* Begin Exercise data *
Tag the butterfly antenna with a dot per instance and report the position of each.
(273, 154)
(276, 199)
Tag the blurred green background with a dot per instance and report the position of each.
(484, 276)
* End Exercise data *
Look above for the line containing "Tag the blurred", then transcribe it and all lines after it through the last, exactly and with nothing else.

Tag the blurred green background with a dot per instance and report the position of each.
(484, 276)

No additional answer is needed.